EXERCISE TEXT:
□ □ □ □

His scientific career has been packed with “possibilities.” He applies the same alluring logic to art. Thompson, whose earliest watercolour and oil paintings date back to 1985, is currently experimenting with digital art – another avenue for possibilities.  

Up until 2016, Thompson’s visual art was focused on painting sensitive ecological areas such as grasslands, lakeshores, wetlands, fields and mountains. A great deal of his work as a scientist had been with Indigenous communities assessing how plants, soil, water and air function together as an ecosystem. The scientist’s discoveries naturally seep into the visual artist’s oil-based landscapes. 

Since painting his initial canvases, Thompson gradually progressed from small realistic watercolour canvases to large more colourful oils. But every visual artist reaches a point when their creative juices demand fresh challenges, and Thompson was moving in the direction of abstract digital art.

□ □ □ □

TASKS AND EXERCISES:
• 1. According to the text about Thompson, what year do his earliest watercolor and oil paintings date back to?
• 2. Using the text about Thompson, explain why he was moving toward abstract digital art.
• 3. Reproduce the text about Thompson from "His scientific career" up to and including "avenue for possibilities.".

□ □ □ □

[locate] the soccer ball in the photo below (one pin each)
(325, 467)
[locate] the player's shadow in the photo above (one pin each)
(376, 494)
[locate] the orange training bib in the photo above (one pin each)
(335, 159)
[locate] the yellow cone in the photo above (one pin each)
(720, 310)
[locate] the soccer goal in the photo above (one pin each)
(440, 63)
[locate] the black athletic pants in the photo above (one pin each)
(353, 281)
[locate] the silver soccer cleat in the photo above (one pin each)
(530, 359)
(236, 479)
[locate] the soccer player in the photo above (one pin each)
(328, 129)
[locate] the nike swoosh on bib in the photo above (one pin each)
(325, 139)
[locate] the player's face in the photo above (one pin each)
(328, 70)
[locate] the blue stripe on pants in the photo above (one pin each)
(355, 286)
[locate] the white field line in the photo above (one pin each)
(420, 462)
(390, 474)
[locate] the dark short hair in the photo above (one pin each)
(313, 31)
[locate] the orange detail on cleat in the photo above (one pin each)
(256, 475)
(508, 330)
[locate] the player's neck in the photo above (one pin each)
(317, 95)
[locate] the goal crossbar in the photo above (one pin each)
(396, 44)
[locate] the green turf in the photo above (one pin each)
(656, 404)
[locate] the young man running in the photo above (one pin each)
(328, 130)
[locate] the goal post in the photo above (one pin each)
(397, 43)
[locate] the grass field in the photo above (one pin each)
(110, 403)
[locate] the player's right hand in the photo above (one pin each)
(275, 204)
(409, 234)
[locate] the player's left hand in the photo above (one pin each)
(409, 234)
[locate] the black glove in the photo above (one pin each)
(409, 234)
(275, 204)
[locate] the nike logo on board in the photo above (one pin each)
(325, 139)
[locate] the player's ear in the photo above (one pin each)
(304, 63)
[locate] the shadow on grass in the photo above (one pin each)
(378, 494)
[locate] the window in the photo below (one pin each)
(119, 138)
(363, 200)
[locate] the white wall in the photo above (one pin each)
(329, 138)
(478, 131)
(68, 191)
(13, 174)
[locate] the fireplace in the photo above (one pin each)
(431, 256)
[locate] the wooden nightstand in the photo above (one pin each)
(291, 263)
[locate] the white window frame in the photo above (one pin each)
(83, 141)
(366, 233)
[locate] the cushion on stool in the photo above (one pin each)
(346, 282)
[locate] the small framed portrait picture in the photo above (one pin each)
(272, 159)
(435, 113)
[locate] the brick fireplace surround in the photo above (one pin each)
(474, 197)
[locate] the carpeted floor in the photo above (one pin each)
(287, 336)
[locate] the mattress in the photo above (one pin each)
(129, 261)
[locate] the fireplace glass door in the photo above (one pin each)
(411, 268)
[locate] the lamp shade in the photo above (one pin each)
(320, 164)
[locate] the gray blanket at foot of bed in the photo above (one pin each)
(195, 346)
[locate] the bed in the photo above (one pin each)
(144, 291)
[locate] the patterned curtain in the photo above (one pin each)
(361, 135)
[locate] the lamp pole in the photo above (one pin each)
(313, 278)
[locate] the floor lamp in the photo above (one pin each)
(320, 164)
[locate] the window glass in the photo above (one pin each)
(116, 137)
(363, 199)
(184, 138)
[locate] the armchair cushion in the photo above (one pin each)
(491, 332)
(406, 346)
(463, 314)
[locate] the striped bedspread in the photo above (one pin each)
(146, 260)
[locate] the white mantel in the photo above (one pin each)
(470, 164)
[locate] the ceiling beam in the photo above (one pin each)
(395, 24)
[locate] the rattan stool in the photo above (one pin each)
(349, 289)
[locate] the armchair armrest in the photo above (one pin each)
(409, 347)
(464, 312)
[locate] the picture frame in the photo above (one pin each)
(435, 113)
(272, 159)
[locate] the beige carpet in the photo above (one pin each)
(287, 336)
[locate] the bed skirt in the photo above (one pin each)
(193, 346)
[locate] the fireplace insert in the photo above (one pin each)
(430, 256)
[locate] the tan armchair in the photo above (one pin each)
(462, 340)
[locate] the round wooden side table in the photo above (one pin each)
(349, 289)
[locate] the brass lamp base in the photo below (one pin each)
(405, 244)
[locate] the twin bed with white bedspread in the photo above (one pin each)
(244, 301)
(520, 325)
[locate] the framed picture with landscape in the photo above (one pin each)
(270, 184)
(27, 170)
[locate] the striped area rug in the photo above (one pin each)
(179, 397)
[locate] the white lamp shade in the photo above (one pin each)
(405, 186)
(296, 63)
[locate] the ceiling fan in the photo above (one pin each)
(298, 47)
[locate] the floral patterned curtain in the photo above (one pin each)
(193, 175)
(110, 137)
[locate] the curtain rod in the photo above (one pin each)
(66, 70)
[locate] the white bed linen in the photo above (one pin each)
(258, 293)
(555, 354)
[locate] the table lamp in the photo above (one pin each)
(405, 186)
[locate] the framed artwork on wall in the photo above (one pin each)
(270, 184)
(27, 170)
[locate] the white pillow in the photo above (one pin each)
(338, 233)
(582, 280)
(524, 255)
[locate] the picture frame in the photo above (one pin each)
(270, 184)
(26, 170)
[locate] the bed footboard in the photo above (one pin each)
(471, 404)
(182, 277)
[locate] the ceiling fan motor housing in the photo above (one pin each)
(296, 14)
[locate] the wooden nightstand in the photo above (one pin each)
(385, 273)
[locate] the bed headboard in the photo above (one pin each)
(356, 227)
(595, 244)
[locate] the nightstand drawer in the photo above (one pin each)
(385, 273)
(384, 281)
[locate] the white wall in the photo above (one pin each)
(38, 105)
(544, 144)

□ □ □ □

SOLUTIONS BY TASK:
• 1. 1985.

• 2. The text says that every visual artist reaches a point when their creative juices demand fresh challenges. Thompson reached that point and was moving toward abstract digital art, which the text calls another avenue for possibilities.

• 3.
His scientific career has been packed with “possibilities.” He applies the same alluring logic to art. Thompson, whose earliest watercolour and oil paintings date back to 1985, is currently experimenting with digital art – another avenue for possibilities.